- The task: Transcribe without alteration the portion of the listing below that begins at its first line and ends with the line containing "rough mask: <svg", including both of those lines.

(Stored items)
+++++

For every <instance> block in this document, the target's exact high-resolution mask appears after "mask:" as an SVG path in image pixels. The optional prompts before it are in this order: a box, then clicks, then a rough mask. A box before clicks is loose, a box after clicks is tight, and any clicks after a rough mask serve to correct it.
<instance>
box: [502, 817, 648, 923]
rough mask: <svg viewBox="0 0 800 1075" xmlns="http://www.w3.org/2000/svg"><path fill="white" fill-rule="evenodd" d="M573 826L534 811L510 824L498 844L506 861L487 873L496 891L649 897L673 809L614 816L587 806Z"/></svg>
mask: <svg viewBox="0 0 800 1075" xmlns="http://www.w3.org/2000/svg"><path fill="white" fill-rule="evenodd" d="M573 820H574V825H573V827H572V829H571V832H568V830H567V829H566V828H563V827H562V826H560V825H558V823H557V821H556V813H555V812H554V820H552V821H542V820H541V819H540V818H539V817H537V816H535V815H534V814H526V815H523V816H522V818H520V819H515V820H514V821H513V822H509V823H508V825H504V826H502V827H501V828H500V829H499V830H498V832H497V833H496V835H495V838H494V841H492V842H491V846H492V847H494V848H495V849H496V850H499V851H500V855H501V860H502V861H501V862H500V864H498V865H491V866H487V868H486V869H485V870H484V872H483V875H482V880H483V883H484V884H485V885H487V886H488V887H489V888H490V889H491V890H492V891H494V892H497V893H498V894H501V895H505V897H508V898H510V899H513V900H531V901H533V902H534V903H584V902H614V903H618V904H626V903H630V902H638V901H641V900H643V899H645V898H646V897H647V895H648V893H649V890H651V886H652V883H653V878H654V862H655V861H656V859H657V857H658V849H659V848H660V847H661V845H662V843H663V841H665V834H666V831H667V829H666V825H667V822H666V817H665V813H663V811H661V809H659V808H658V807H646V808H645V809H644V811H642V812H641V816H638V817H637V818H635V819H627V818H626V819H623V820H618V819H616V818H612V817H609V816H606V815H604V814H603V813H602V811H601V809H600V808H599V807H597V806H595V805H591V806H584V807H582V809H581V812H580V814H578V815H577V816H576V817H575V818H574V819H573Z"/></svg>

+++++

- Output:
For every <instance> block in this document, the target's exact high-resolution mask appears after "mask:" as an SVG path in image pixels. The optional prompts before it are in this order: a box, then clicks, then a rough mask. A box before clicks is loose, a box after clicks is tight, and any clicks after a rough mask serve to correct it.
<instance>
box: [502, 817, 648, 923]
rough mask: <svg viewBox="0 0 800 1075" xmlns="http://www.w3.org/2000/svg"><path fill="white" fill-rule="evenodd" d="M573 826L534 811L510 824L498 844L506 861L487 873L496 891L649 897L673 809L614 816L587 806Z"/></svg>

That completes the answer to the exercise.